Given problem: Gather every line in the entries below that contains the string "Query", keeping in mind that case counts.

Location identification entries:
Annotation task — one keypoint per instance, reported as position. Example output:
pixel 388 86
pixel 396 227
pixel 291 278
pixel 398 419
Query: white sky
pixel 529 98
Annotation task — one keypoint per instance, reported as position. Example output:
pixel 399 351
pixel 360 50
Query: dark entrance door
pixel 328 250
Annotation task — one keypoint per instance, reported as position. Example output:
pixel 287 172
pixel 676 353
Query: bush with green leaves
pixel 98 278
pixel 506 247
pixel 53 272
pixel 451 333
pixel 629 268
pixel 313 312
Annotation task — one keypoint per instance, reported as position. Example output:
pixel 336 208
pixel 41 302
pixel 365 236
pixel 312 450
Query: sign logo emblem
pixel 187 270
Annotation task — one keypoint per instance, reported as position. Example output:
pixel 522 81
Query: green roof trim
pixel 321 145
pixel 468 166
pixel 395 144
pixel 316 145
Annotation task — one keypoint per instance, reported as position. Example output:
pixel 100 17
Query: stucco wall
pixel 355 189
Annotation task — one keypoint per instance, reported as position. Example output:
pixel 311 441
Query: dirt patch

---

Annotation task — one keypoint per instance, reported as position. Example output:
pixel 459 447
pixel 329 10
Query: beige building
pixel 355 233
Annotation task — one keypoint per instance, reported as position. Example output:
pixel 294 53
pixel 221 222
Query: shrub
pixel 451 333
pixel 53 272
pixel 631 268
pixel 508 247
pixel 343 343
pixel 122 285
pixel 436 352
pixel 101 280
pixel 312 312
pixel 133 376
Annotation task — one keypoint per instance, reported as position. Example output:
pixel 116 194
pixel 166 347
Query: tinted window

Problem solution:
Query: white sky
Query: dark entrance door
Query: bush with green leaves
Query: sign logo emblem
Query: green roof trim
Query: stucco wall
Query: dirt patch
Query: beige building
Query: shrub
Query: tinted window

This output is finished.